[meteorite-list] Paradox; we need to understand "time"

From: drtanuki <drtanuki_at_meteoritecentral.com>
Date: Thu Apr 22 09:54:01 2004
Message-ID: <3C5FB98F.1FC7BB26_at_tkc.att.ne.jp>

Then, Mr. Yousef,
    You are totally correct in saying all rocks are meteorites as well as all
matter by a broad definition! Dirk Ross....Tokyo
But, on one point I disagree. Time doesn't exist.

M Yousef wrote:

> Dear Bob;
> First, there is a mistake in your question: Nobody says the universe was
> created from "nothing". There is nothing called "nothing". "Nothing" is what
> is not; i.e. what does not exist. Non-existance can never be turned into
> existance.
>
> What is correct is: The universe was created from a singularity; like a
> black hole; a condense matter in almost zero volume (space) and at almost
> zero time. Then this matter in this singularity blasted off in what is known
> as the big bang and it started expanding (and still). This expanding
> universe has in the future three options: 1- keeps expanding for ever (open
> universe), 2- conracts again at some point (closed universe), or 3- stops
> and stay static (flat universe). If it chooses 2 (depending on its mass
> density) it will return to the singularity again and maybe another big bang
> again and so on (pulsating universe).
>
> In either case, one may ask: what was there before this singularity? We can
> turn this question religious if you like, but if you dont prefer we can turn
> it into metaphysics, because our laws of physics and mathematics CAN NOT be
> applied for singularities. This question has been asked before to many
> religion leaders; What was God doing before He created the universe? And the
> answer usualy is: "God created the universe AND time, and not: the universe
> in time".
>
> Away from religion, this question was the subject of intensive debate
> between Aristotle and Plato and their schools:
>
> Plato considers time to be created with the world, while Aristotle believes
> that the world was created in time, which is an infinite and continuous
> extension.

[Location identification items]

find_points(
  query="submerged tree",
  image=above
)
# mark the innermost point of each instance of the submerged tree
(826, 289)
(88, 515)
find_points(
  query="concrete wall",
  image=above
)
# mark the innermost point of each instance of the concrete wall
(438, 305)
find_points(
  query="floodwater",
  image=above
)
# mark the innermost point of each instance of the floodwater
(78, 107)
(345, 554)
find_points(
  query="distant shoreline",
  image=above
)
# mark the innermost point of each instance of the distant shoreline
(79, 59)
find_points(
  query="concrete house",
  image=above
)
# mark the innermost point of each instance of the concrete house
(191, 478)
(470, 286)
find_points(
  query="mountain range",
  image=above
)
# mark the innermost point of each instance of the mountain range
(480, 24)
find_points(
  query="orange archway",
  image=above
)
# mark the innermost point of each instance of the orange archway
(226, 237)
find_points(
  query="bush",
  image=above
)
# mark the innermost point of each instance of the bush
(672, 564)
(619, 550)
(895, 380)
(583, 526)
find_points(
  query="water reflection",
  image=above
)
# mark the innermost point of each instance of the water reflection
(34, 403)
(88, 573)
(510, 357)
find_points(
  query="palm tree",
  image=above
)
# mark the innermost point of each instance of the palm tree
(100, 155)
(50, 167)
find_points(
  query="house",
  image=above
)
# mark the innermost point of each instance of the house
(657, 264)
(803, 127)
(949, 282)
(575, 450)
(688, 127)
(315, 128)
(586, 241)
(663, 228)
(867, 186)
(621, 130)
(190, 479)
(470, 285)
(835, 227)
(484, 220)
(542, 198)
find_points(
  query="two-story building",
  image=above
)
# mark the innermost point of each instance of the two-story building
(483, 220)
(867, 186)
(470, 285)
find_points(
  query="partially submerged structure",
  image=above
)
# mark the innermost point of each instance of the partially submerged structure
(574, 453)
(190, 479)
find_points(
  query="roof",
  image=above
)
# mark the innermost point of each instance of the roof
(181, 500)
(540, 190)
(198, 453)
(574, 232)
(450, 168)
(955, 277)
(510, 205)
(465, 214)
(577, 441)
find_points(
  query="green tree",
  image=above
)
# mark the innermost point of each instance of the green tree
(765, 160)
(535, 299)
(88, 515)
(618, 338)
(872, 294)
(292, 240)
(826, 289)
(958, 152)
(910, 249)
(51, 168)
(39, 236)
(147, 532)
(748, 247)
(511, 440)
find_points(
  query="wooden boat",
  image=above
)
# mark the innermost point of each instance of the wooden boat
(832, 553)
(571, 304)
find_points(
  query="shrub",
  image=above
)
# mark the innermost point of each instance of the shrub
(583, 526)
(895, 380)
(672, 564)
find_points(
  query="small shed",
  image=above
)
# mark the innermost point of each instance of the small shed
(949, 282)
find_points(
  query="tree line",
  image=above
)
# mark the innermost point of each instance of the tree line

*Instructions to follow*. In the mailing-list message about time and the universe, what claim does Dirk Ross make on the one point of disagreement?

*Task response*. That time doesn't exist.